### EXCERPTED TEXT:
┄┄┄┄┄┄┄┄┄┄

Rugby league touchdown in US highly unlikely
By Steve Ricketts | April 01, 2009 11:00pm
IN 2004, the Wayne Bennett-coached Kangaroos were almost on the receiving end of one of the greatest upsets in rugby league history.
At halftime in a match at Philadelphia's Franklin Field, the United States Tomahawks, made up almost entirely of amateur players, led Australia 24-6.
The fact the Kangaroos were still hung over after celebrating their Tri-Nations final win over Britain in Leeds three days earlier had a lot to do with it and when they got serious in the second half they piled on 30 unanswered points.
But it still looked encouraging for rugby league in the US.
Since then there have been annual exhibition matches in the US, usually featuring English clubs, although South Sydney ventured to Jacksonville last year to play Leeds, and with plenty of promotion from part-owner Russell Crowe, drew 12,000 appreciative fans.
Last week The Courier-Mail revealed former St George player David Nui was in the process of setting up a national league in the US with franchises to be announced in Philadelphia, New York, Los Angeles, Denver and a few other places still standing after America's financial meltdown.
I would love to see the competition succeed but we have been down this path many times and if anything comes of it I'll volunteer to cover an AFL game on the Gold Coast.
In 1953, the spiral-passing American All Stars toured Australia at the invitation of the ARL, largely in response to a successful ground-breaking tour by Fiji's rugby union side the previous year.
At first the All Stars, made up of former gridiron players and top athletes, drew crowds up to 70,000, but later to make ends meet they were selling souvenirs outside grounds as far afield as Gundagai and Longreach.
In the 1960s, American entrepreneur Mike Mayer was enthralled by league when he saw the award-winning movie, This Sporting Life, set at Wakefield in England's north.
Mayer chased the dream of an American league for many years and attended RL International Board meetings without getting the financial backing he craved.
I still have a letter from Mayer saying "thanks but no thanks" after I offered my services as a player to his planned league in 1976.

┄┄┄┄┄┄┄┄┄┄

Dataset entries
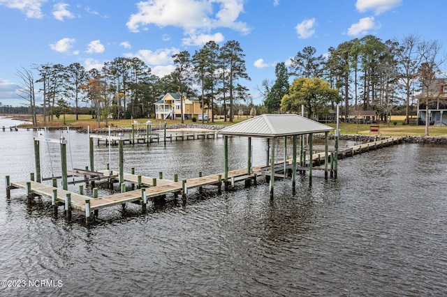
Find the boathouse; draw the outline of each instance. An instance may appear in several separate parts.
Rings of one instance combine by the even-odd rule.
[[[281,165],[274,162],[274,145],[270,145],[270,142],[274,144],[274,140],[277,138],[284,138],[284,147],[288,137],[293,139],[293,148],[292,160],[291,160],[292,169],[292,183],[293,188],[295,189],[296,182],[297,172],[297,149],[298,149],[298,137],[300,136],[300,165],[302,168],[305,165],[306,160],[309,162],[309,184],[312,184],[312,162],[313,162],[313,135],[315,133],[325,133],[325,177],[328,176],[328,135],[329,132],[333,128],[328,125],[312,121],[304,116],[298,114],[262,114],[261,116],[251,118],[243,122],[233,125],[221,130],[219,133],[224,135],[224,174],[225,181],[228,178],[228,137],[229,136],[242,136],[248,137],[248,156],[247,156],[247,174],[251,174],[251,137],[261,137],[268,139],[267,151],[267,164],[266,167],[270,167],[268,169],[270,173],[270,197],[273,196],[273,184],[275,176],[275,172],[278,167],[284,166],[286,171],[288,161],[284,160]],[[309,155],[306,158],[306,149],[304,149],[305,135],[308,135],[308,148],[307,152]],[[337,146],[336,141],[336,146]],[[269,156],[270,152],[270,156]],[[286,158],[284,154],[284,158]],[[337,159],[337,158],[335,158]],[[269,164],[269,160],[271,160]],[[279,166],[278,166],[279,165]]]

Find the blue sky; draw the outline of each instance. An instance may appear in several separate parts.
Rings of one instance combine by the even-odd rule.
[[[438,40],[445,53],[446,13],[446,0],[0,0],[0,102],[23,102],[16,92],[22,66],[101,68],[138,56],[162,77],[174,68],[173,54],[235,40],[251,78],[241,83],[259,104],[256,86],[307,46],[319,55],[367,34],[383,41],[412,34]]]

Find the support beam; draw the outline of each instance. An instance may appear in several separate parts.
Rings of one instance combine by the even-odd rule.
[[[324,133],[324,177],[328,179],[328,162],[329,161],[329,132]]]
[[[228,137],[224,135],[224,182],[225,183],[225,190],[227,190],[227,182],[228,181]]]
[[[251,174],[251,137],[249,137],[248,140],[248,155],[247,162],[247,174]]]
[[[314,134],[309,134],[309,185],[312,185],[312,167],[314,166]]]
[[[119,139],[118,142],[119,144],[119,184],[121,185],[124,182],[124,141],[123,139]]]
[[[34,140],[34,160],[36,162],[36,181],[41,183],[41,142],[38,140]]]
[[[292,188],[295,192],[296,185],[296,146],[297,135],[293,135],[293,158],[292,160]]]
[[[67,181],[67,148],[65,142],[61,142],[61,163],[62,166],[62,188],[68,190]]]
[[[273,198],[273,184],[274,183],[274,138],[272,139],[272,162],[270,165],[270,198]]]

┄┄┄┄┄┄┄┄┄┄

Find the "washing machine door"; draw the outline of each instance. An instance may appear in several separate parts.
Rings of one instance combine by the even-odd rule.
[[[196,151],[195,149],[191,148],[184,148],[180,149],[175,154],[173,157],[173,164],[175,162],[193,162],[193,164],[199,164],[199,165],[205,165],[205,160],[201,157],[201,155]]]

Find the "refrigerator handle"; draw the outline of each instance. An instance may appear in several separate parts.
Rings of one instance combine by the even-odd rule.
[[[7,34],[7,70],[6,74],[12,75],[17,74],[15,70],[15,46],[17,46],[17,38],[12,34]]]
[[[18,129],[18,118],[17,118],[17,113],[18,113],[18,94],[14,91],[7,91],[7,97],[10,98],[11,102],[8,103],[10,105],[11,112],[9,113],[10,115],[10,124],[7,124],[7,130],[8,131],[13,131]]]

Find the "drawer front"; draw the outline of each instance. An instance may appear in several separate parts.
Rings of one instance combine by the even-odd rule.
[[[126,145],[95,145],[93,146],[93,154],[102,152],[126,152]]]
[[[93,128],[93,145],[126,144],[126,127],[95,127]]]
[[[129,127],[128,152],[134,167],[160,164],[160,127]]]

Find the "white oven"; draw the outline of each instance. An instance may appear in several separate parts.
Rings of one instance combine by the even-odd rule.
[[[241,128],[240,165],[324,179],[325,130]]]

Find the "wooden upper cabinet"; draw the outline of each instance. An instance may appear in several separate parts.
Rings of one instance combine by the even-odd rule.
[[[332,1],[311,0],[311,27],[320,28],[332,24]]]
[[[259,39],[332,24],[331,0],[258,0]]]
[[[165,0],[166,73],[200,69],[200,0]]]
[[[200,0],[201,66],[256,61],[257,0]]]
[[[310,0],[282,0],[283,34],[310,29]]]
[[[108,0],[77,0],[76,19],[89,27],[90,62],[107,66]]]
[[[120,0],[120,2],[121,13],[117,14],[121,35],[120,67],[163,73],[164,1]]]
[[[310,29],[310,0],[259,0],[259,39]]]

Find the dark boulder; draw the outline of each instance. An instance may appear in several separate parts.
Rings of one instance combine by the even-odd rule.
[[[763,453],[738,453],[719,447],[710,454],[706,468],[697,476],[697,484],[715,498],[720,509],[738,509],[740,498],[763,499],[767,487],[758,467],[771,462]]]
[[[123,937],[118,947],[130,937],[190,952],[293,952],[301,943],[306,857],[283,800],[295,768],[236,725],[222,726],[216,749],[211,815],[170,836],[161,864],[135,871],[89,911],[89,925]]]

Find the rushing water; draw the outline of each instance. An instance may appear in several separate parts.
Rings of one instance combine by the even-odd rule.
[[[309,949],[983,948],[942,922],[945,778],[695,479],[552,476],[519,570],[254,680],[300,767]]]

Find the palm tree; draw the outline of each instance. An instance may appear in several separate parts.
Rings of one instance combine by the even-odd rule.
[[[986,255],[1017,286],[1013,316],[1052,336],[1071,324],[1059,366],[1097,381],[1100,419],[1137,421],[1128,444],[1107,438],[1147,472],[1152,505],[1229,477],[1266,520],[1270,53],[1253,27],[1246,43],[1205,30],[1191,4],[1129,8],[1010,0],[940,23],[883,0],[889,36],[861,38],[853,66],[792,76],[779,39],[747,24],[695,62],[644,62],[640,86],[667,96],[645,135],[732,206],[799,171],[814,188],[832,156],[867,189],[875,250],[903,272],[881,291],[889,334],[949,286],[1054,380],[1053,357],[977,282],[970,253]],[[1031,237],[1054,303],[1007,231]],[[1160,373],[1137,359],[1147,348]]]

┄┄┄┄┄┄┄┄┄┄

### TASKS FOR THIS EXERCISE:
a) Decide whether each statement agrees with the rugby league article, answering yes or no and quoting the words of the article that settle it. (i) At halftime in the Franklin Field match, the United States side was ahead of Australia 24-6. (ii) The South Sydney versus Leeds match in Jacksonville drew 70,000 fans. (iii) Mike Mayer obtained the financial backing he wanted for an American league.
b) Carry on the rugby league article, picking up after its final sentence.

### RESPONSE LIST:
a)
(i) Yes: "the United States Tomahawks, made up almost entirely of amateur players, led Australia 24-6."
(ii) No: "drew 12,000 appreciative fans."
(iii) No: "without getting the financial backing he craved."

b)
Queensland and NSW played a State of Origin match at Long Beach, California in 1987 but once again there was no follow-up by league authorities.
When Super League held an international board meeting in Townsville to coincide with the World Nines in 1997, it was announced "self-funding" competitions would kick off in Japan and the US.
While a rival paper led the back page with the yarn, I gave it one sentence, highlighting instead the fact SL had introduced an admirable rule change preventing defenders from taking out a rival in mid-air when he was attempting to catch the football.
There was no substance to the Japan and US story, just as there is no substance to this latest American folly.
There is plenty of substance to the St George Illawarra team that Bennett will bring to Brisbane for tomorrow night's showdown with the Broncos - now there's a good name for an American franchise.
Defence is the keynote for the Dragons as they reinvent themselves under Bennett.
But attack will come, particularly as Bennett concentrates on the basics.
Bennett is not a believer in the spiral pass at all costs and he is sure to finetune that area of the Dragons game.
A long, spiral pass from Dean Young to Brett Morris drifted forward - although I still think it was a tough call from the touch judge - last Sunday against Cronulla.
All Young needed to do was "pop" the ball to a close runner but he wasted valuable time winding up for the spiral.
Keep it simple fellas.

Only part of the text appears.